Supplied data below:
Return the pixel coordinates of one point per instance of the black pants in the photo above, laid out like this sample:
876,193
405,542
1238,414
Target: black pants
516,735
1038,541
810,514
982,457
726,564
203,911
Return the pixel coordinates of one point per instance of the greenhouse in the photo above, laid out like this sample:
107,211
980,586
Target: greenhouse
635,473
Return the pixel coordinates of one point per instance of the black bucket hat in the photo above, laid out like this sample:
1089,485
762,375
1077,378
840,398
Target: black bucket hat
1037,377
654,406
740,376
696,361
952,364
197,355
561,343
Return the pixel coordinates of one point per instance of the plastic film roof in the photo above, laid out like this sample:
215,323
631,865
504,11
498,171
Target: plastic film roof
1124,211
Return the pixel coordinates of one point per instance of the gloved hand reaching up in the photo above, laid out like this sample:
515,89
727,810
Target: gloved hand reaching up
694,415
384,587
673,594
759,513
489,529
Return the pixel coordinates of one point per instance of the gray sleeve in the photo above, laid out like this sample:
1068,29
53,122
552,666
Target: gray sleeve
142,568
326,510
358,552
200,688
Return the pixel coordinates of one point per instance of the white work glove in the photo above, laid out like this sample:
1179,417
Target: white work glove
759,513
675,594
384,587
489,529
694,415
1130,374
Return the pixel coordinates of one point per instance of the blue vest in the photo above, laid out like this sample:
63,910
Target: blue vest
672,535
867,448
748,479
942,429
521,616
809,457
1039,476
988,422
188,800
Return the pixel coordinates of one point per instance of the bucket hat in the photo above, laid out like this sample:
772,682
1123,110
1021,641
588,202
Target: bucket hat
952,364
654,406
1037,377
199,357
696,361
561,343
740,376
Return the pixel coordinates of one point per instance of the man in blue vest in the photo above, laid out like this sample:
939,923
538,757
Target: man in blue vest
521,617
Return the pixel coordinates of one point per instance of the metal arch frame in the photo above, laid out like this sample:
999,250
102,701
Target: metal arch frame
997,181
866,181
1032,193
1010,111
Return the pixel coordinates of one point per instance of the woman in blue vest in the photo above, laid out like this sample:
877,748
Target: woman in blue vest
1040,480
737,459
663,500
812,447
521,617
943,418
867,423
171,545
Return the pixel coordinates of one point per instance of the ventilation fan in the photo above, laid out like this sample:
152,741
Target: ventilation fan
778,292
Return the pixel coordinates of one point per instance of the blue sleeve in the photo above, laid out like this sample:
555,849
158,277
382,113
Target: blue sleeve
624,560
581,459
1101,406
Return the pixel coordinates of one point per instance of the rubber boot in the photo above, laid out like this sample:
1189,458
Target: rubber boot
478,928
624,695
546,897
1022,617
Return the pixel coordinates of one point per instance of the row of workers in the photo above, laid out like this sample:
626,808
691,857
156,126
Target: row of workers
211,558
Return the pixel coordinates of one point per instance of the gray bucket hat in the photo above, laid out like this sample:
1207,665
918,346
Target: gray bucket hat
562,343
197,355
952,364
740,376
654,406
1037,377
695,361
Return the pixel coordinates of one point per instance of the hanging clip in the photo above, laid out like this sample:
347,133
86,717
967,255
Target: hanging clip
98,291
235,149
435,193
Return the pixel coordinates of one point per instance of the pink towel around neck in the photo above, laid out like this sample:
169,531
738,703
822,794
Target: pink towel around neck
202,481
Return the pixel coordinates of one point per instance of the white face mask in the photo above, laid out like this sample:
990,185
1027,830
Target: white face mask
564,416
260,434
End of Supplied data.
> Your instructions
When you output the entries, keep every line exactly as it appears above.

> Answer to this problem
Return the pixel coordinates of one point per instance of the black pants in the photo above, laid out like this sample:
876,193
405,542
1238,414
Target: black pants
516,735
1038,541
810,514
982,457
726,564
203,911
Return the pixel coordinates of one point per instance of the greenhouse in the photo above, laid out like this sample:
107,211
980,586
Target: greenhouse
635,473
Return the pixel coordinates of one point per instance of the black bucket hat in the photo above, laid out like this sample:
1089,485
762,375
1077,378
840,398
Target: black bucket hat
1037,377
654,406
740,376
696,361
952,364
197,355
561,343
Return the pixel coordinates of one point per instance of the plastic film roof in the photo above, laid out like this sample:
215,323
631,865
504,11
498,171
Target: plastic film roof
1124,211
Return the pixel coordinates of one point per instance of the gloved hand reaching up in the photo above, laid out like this sample:
515,89
727,810
Target: gloved hand reaching up
694,415
384,587
673,594
759,513
489,529
Return the pixel coordinates of one point per instance of the gray sleeve in the photo above, laid out like this sample:
1068,29
53,122
552,666
Target: gray sleeve
142,568
326,510
358,552
200,688
Return the pixel coordinates of one point per instance of the white work glove in the photo above, laid out like this sample:
1179,417
Target: white work glove
759,513
675,594
384,587
489,529
694,415
1130,374
Return the pixel coordinates of one point per instance of the blue vest in the photo above, laid out like this sample:
63,910
Target: blue vest
672,535
867,448
748,479
942,429
521,616
809,457
1039,476
988,422
188,800
Return the pixel coordinates of one point per instance of the bucket hat in the photo above, laid out like this sample:
772,682
1123,110
1021,641
588,202
Target: bucket hat
952,364
654,406
1037,377
199,357
696,361
561,343
740,376
Return the pixel coordinates of one point per instance of the man in blue vest in the photo above, laid out like this sample:
939,923
538,757
Target: man in blue vest
521,617
Return the pixel coordinates of one point per instance of the metal arch frame in the photo above, laid out like this sample:
999,250
102,701
Target: metal arch frame
997,181
866,181
1032,193
1010,111
Return the pixel coordinates of one point per instance of the woman in blue vest in the photo above, laid out like this sample:
877,748
Target: woman in blue vest
1040,480
737,459
663,500
812,447
521,617
943,418
867,423
171,545
Return the pixel coordinates of one point per instance of the ventilation fan in the photo above, laid out like this sample:
152,741
Target: ventilation fan
778,292
Return the pixel coordinates of one point per instance of the blue sleeve in the photo above, laid out like this sample:
555,849
158,277
382,113
Target: blue sleeve
624,560
581,459
1101,406
Return the pixel coordinates of one point per instance of the rubber boot in the photo above, laid out like this sample:
1189,458
Target: rubber boot
478,928
624,695
546,897
1022,617
Return the pixel coordinates of one point per instance of the row of workers in the photo above, laid out like this sample:
626,808
691,857
156,126
Target: row of workers
211,558
Return the pixel coordinates of one point per instance of the gray bucket hat in the photo above, laid out like this sample:
1207,665
918,346
Target: gray bucket hat
562,343
197,355
952,364
740,376
654,406
1037,377
695,361
Return the pixel coordinates of one point per instance of the hanging clip in the photo above, laid out like this sample:
347,133
86,717
967,255
Target: hanging clip
98,291
235,149
435,193
Return the pixel coordinates of one point per instance of the pink towel around neck in the photo above, laid out like this sample:
169,531
738,703
822,794
Target: pink towel around neck
202,481
Return the pixel coordinates of one point per instance of the white face mask in the photo above, laid out like this sample:
990,185
1027,830
Target: white face mask
564,416
260,434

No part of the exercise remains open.